The global middle class has never been larger, global inequality among the world’s countries has been shrinking, and half of humanity lives in democracies.

Although there is justifiable concern about growing inequalities within countries – both in the developing and less developed world – less attention has been paid to the more positive trend that global inequality among countries has been declining for several decades.  For the first time since the Industrial Revolution, about half of the global population can be considered middle class.

Beyond that, about half of the world’s population now lives in democracies, a far cry from most of human history during which the vast majority lived under non-democratic regimes. Of those still living in autocracies, some 90 % are in China. The conventional wisdom is that China is growing even more authoritarian, and hence it is inspiring others.

That said, protests in Hong Kong and upcoming elections in Taiwan suggest otherwise. Protests in the Middle East – in Iran, Iraq and Lebanon – also are aimed at corrupt and sectarian governments and could be a force for democratic change.

Watch this space in 2020.

Violent conflicts have declined.

GIVEN DATA.
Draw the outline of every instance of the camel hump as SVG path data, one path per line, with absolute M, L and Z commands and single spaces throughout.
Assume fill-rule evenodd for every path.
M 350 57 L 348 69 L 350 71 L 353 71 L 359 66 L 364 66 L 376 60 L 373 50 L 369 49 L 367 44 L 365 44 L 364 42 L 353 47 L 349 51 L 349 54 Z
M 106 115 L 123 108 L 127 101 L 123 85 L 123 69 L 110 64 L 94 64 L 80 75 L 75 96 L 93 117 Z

PROBLEM SET.
**A.** According to the text on global trends, what share of the people still living in autocracies are in China?
**B.** Name all of the Middle Eastern countries where the text on global trends says protests are taking place.
**C.** Reproduce word for word the portion of the text on global trends that begins with the words containing "Beyond that, about" and ends with "space in 2020.".

THE RESULTS.
**A.** Some 90 % of them are in China.

**B.** Iran, Iraq and Lebanon.

**C.**
Beyond that, about half of the world’s population now lives in democracies, a far cry from most of human history during which the vast majority lived under non-democratic regimes. Of those still living in autocracies, some 90 % are in China. The conventional wisdom is that China is growing even more authoritarian, and hence it is inspiring others.

That said, protests in Hong Kong and upcoming elections in Taiwan suggest otherwise. Protests in the Middle East – in Iran, Iraq and Lebanon – also are aimed at corrupt and sectarian governments and could be a force for democratic change.

Watch this space in 2020.